* Task
Answer these from the article on virtual reality therapy for Parkinson's disease:
(a) Dysfunction of which brain structure does the article name as resulting from Parkinson's disease?
(b) Which three kinds of stimuli does VR provide to help improve gait?
(c) What does the article give as the cause of decreased strength and mobility in people with Parkinson's disease?

* Selected excerpt
5 Ways Virtual Reality Therapy Supports People with Parkinson’s Disease

Author: Melanie Saltys

Parkinson’s disease (PD) results from degenerative changes in the nervous system, leading to dysfunction of the cerebral basal ganglia.1 People with PD often experience symptoms that affect their quality of life, including tremor, slowness of movement, limb rigidity, and gait and balance problems.2 Although there is no cure, treatment options vary and include medications and surgery.2 It is common for people with PD to take a variety of these medications — all at different doses and at different times of day — to manage symptoms.2  

In recent years, virtual reality (VR) has been tested as a therapeutic tool in neurorehabilitation research.3 VR therapy is a promising drug-free treatment for patients with Parkinson’s disease (PD) and has the potential to improve their quality of life. VR provides visual, auditory, and somatosensory stimuli to assist in improving gait. Immersive VR has proven effective in cognitive therapies, pain management, and motivation of the elderly.4

Here are five ways VR therapy specifically helps people with PD:

Increases mobility, strength, and ROM

A PD diagnosis often presents muscle stiffness, slowness of movement, and reduced range of motion. People with PD are generally less active than they were prior to their diagnosis, which can result in decreased strength and mobility. VR therapy incorporates physical medicine and rehabilitation intended to improve motion and movement kinematics, muscular function, range of motion, and the kinematics of body movement.

* Recorded data
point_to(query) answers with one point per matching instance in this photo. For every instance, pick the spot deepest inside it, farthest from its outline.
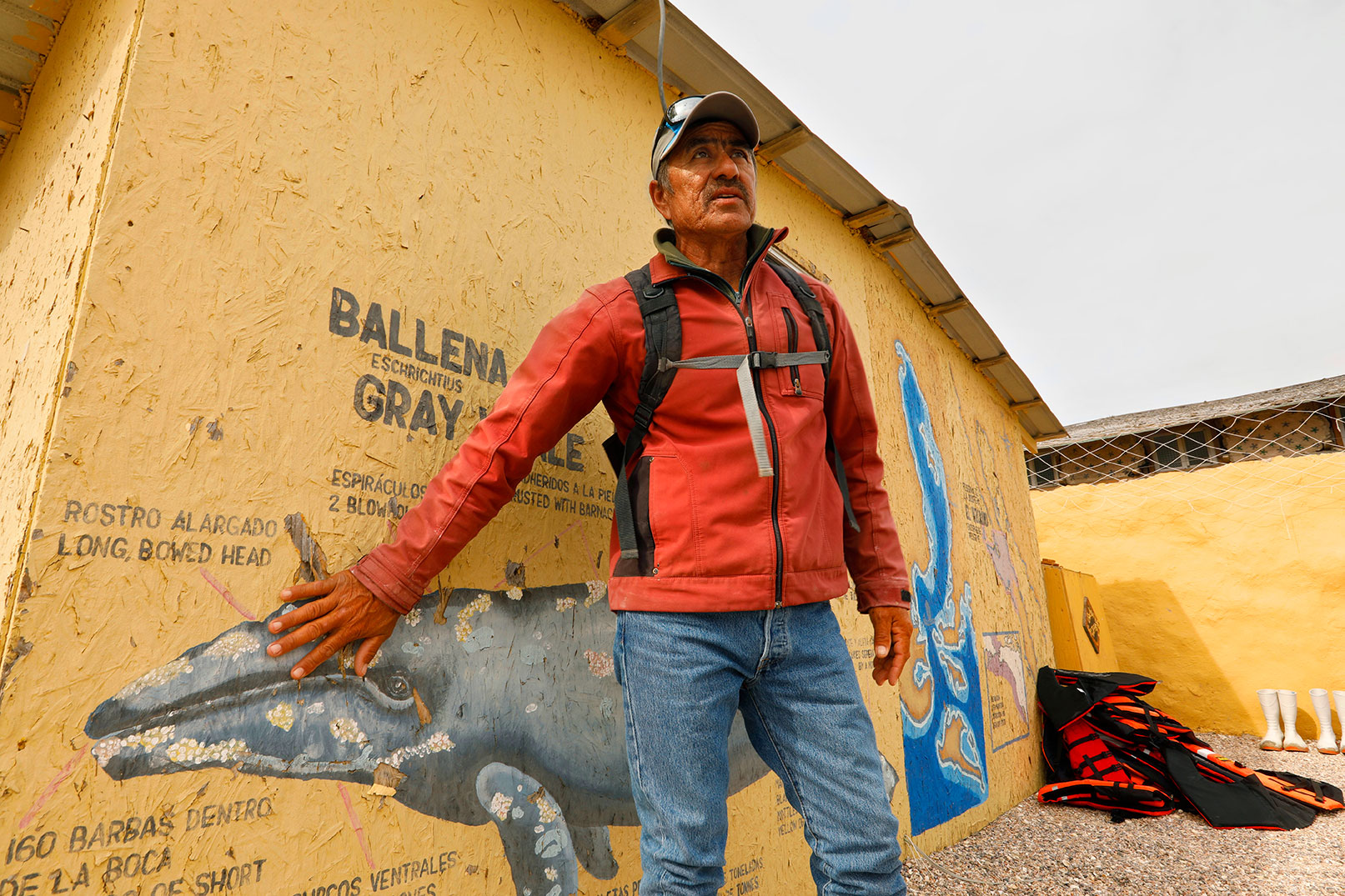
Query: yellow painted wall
(472, 167)
(1216, 582)
(52, 179)
(1079, 626)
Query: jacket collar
(670, 263)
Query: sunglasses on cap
(688, 111)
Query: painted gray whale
(497, 705)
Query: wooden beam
(882, 243)
(11, 112)
(776, 147)
(869, 217)
(630, 22)
(948, 307)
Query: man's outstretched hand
(891, 642)
(344, 611)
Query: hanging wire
(664, 21)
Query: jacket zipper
(794, 346)
(775, 459)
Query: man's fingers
(366, 653)
(318, 655)
(300, 615)
(313, 630)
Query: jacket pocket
(673, 518)
(799, 379)
(642, 565)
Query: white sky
(1145, 199)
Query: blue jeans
(684, 677)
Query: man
(739, 536)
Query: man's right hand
(344, 613)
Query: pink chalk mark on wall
(233, 602)
(355, 825)
(550, 543)
(53, 788)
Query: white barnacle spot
(464, 617)
(155, 677)
(597, 591)
(347, 729)
(193, 753)
(600, 663)
(281, 716)
(233, 646)
(151, 738)
(436, 743)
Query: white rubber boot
(1340, 711)
(1325, 733)
(1274, 738)
(1289, 718)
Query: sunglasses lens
(682, 108)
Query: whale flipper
(889, 777)
(594, 849)
(533, 830)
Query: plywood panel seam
(11, 598)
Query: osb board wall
(956, 467)
(50, 184)
(1216, 582)
(236, 422)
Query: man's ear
(660, 198)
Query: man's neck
(724, 258)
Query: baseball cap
(688, 112)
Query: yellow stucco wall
(52, 178)
(469, 167)
(1216, 582)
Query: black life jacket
(662, 361)
(1106, 748)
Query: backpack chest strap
(747, 389)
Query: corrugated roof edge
(695, 63)
(28, 34)
(1143, 422)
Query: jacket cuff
(385, 584)
(882, 596)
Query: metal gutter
(695, 63)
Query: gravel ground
(1048, 850)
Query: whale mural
(482, 707)
(941, 721)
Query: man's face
(712, 183)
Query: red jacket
(697, 495)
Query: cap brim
(715, 107)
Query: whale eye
(397, 687)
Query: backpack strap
(662, 341)
(816, 319)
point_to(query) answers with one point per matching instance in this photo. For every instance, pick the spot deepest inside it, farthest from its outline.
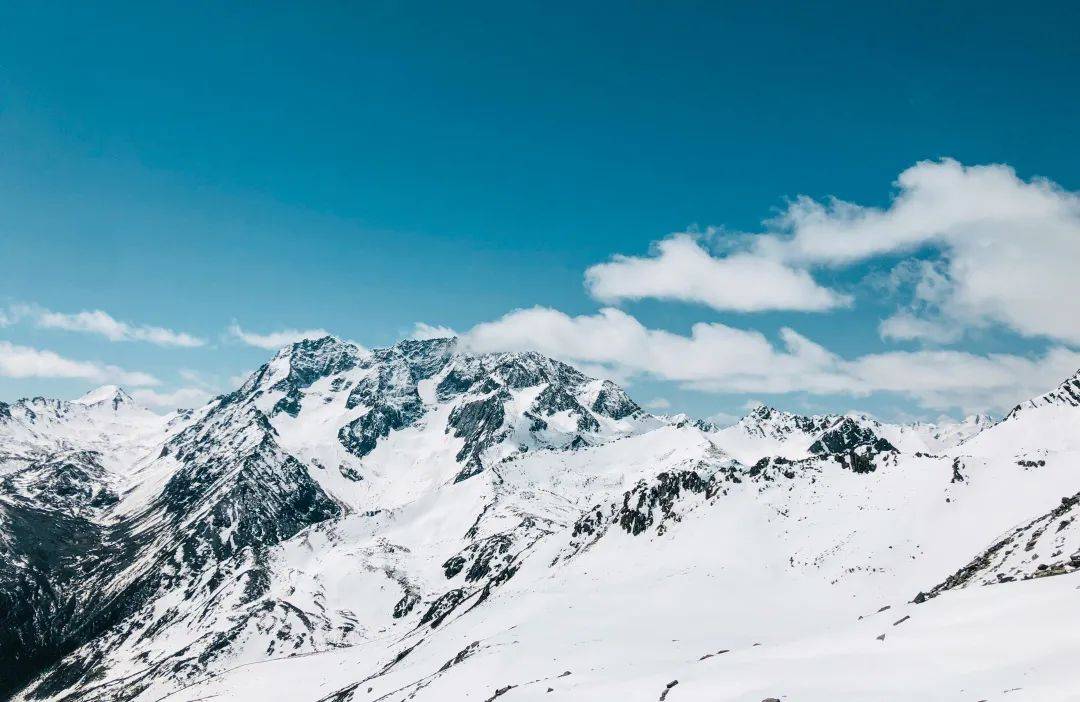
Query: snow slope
(421, 523)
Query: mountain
(420, 522)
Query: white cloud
(26, 362)
(906, 326)
(717, 358)
(274, 340)
(422, 331)
(683, 270)
(103, 324)
(1008, 246)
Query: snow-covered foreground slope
(420, 523)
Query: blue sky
(359, 170)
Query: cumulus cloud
(104, 324)
(422, 331)
(1008, 246)
(717, 358)
(683, 270)
(273, 340)
(26, 362)
(907, 326)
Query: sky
(853, 207)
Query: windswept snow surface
(419, 523)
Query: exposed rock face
(387, 500)
(1066, 394)
(847, 436)
(1048, 545)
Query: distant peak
(106, 394)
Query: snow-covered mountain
(423, 523)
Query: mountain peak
(1067, 394)
(106, 394)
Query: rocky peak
(112, 396)
(1066, 394)
(310, 360)
(768, 421)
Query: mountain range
(424, 523)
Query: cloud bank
(716, 358)
(26, 362)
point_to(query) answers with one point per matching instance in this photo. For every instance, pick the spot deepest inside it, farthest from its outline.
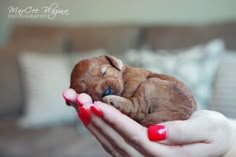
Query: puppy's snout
(108, 91)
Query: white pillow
(196, 66)
(224, 95)
(45, 76)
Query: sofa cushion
(45, 76)
(224, 95)
(196, 66)
(11, 98)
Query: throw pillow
(45, 76)
(196, 66)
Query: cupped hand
(206, 133)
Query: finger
(69, 95)
(194, 130)
(84, 99)
(125, 126)
(106, 144)
(114, 138)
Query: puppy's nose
(107, 91)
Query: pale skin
(205, 134)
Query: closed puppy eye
(103, 70)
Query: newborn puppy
(145, 96)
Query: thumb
(193, 130)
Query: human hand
(206, 133)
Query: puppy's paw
(122, 104)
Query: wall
(142, 12)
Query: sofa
(37, 60)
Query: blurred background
(40, 41)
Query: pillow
(10, 84)
(224, 95)
(196, 66)
(45, 76)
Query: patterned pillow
(196, 66)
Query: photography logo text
(48, 11)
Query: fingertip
(69, 95)
(157, 132)
(83, 99)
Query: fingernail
(83, 119)
(85, 112)
(78, 101)
(69, 95)
(97, 111)
(156, 132)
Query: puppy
(145, 96)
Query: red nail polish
(97, 111)
(83, 119)
(78, 102)
(156, 132)
(85, 112)
(69, 95)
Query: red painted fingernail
(156, 132)
(78, 101)
(69, 95)
(83, 119)
(97, 111)
(85, 112)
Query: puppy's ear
(115, 62)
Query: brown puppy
(147, 97)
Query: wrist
(232, 151)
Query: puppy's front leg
(126, 106)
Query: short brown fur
(145, 96)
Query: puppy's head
(98, 76)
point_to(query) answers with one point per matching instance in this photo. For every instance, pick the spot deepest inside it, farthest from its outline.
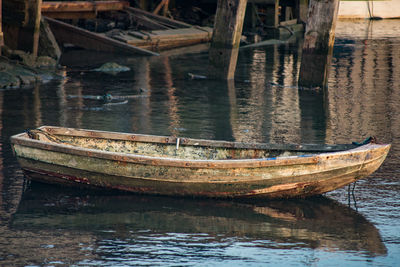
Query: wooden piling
(36, 31)
(225, 42)
(318, 43)
(1, 30)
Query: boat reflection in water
(108, 225)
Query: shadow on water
(95, 219)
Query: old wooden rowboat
(191, 167)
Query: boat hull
(285, 177)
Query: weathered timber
(1, 29)
(166, 39)
(166, 21)
(318, 43)
(36, 29)
(66, 33)
(80, 9)
(225, 42)
(191, 167)
(48, 45)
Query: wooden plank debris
(165, 39)
(146, 31)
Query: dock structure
(1, 30)
(318, 43)
(22, 20)
(226, 38)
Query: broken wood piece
(66, 33)
(159, 6)
(81, 9)
(138, 35)
(80, 6)
(151, 24)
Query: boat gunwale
(21, 139)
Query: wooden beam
(318, 43)
(1, 29)
(160, 19)
(79, 6)
(36, 30)
(81, 9)
(226, 38)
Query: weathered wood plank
(66, 33)
(318, 43)
(226, 38)
(81, 9)
(1, 29)
(80, 6)
(170, 22)
(161, 40)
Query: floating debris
(106, 97)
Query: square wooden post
(1, 29)
(225, 42)
(318, 43)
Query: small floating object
(178, 166)
(196, 76)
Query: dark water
(47, 225)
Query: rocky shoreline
(18, 69)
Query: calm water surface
(53, 226)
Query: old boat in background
(191, 167)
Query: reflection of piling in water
(315, 223)
(318, 43)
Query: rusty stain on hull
(157, 165)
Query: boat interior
(173, 147)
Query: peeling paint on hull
(200, 168)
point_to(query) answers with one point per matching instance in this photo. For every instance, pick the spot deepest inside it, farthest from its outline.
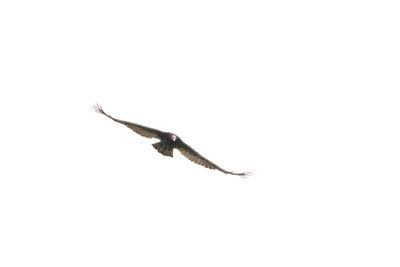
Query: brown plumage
(169, 141)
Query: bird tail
(163, 149)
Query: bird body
(169, 142)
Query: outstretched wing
(195, 157)
(137, 128)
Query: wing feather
(137, 128)
(195, 157)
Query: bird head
(173, 137)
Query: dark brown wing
(194, 156)
(137, 128)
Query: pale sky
(304, 94)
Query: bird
(169, 142)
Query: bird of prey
(169, 141)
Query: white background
(301, 93)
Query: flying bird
(169, 141)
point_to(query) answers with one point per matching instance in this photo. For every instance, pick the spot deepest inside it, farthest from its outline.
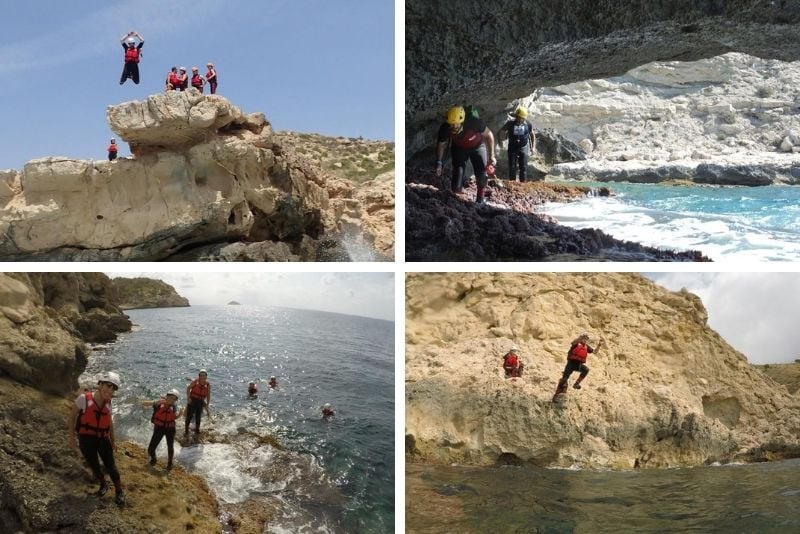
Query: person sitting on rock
(576, 361)
(199, 394)
(469, 140)
(133, 54)
(512, 363)
(112, 150)
(165, 412)
(520, 135)
(91, 423)
(197, 80)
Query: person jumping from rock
(520, 136)
(512, 363)
(469, 140)
(576, 361)
(90, 422)
(133, 54)
(199, 395)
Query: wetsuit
(131, 68)
(519, 134)
(466, 145)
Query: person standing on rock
(165, 412)
(211, 77)
(198, 392)
(469, 138)
(520, 135)
(512, 364)
(133, 54)
(112, 150)
(576, 361)
(91, 423)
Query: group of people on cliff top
(470, 140)
(132, 43)
(579, 351)
(91, 428)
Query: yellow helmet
(455, 115)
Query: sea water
(724, 223)
(333, 475)
(763, 498)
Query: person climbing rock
(112, 150)
(469, 140)
(512, 363)
(521, 143)
(90, 421)
(212, 78)
(133, 53)
(576, 361)
(198, 393)
(197, 80)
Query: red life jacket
(579, 352)
(94, 421)
(132, 55)
(164, 416)
(466, 139)
(198, 391)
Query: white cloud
(755, 312)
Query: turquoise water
(334, 476)
(763, 498)
(725, 223)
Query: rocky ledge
(206, 181)
(134, 293)
(665, 390)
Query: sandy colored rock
(665, 390)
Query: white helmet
(111, 378)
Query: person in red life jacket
(112, 150)
(211, 77)
(576, 361)
(512, 363)
(197, 80)
(469, 141)
(173, 79)
(520, 135)
(198, 393)
(165, 412)
(133, 53)
(91, 423)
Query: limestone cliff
(665, 390)
(44, 485)
(203, 173)
(134, 293)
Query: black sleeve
(444, 133)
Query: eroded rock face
(526, 46)
(203, 173)
(665, 390)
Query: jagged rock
(665, 390)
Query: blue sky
(310, 65)
(364, 294)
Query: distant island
(136, 293)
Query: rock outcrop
(203, 173)
(134, 293)
(665, 390)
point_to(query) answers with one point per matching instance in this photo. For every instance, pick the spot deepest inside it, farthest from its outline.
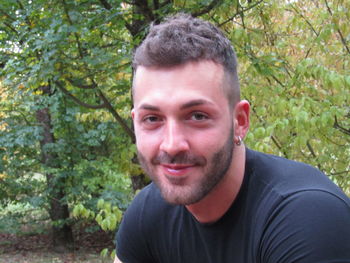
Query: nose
(174, 139)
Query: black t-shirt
(285, 212)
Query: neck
(212, 207)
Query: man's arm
(309, 226)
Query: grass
(51, 257)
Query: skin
(185, 131)
(185, 128)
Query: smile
(176, 169)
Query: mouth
(178, 170)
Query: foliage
(294, 69)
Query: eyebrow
(194, 103)
(149, 107)
(187, 105)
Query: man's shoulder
(286, 176)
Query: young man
(212, 199)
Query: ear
(241, 119)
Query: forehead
(194, 80)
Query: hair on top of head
(182, 38)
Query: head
(187, 109)
(181, 39)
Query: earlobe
(241, 120)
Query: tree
(70, 60)
(65, 93)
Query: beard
(176, 191)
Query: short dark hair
(181, 39)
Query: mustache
(180, 158)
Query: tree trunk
(61, 231)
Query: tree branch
(76, 100)
(340, 128)
(115, 114)
(77, 84)
(208, 8)
(343, 40)
(106, 4)
(238, 13)
(77, 38)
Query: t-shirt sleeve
(308, 227)
(131, 244)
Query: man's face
(184, 128)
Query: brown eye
(198, 116)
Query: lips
(177, 169)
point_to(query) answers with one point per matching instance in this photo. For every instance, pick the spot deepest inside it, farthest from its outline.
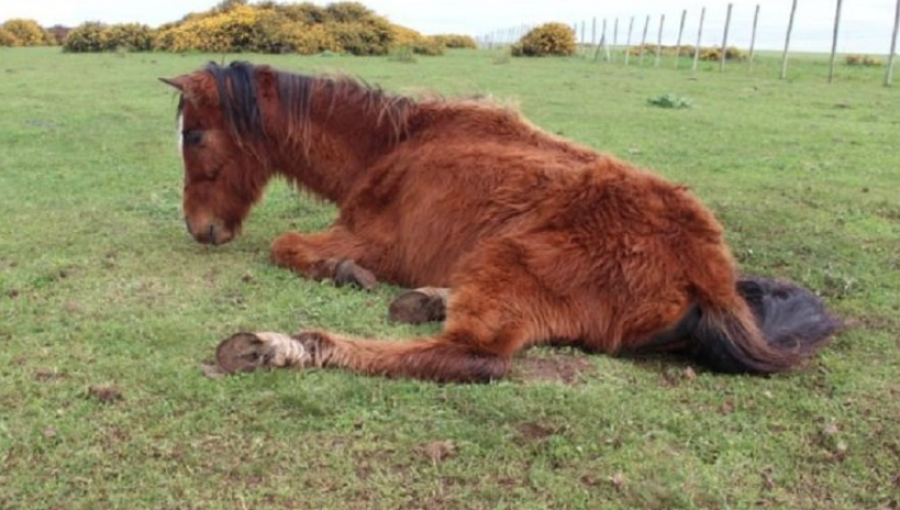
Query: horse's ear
(178, 83)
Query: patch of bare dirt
(106, 394)
(48, 375)
(535, 431)
(439, 451)
(564, 368)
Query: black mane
(236, 85)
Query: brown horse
(518, 237)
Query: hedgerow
(268, 27)
(23, 32)
(549, 39)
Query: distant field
(108, 308)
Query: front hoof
(348, 272)
(246, 352)
(419, 306)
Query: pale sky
(865, 24)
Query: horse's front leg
(331, 255)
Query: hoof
(348, 273)
(419, 306)
(246, 352)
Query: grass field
(108, 309)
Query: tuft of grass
(403, 54)
(108, 309)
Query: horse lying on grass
(513, 236)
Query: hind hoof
(246, 352)
(349, 273)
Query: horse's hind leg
(490, 317)
(328, 255)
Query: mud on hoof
(427, 304)
(246, 352)
(348, 272)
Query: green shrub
(303, 39)
(348, 12)
(361, 38)
(58, 33)
(90, 36)
(548, 39)
(862, 60)
(25, 32)
(666, 51)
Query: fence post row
(753, 36)
(628, 42)
(662, 21)
(680, 33)
(787, 41)
(644, 40)
(699, 39)
(725, 38)
(503, 37)
(889, 75)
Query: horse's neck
(333, 150)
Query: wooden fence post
(680, 33)
(753, 36)
(725, 39)
(616, 35)
(889, 76)
(644, 40)
(787, 41)
(628, 42)
(699, 39)
(662, 21)
(837, 25)
(583, 38)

* Written response
(a) The cerebral basal ganglia.
(b) Visual, auditory, and somatosensory stimuli.
(c) People with Parkinson's disease are generally less active than they were before their diagnosis.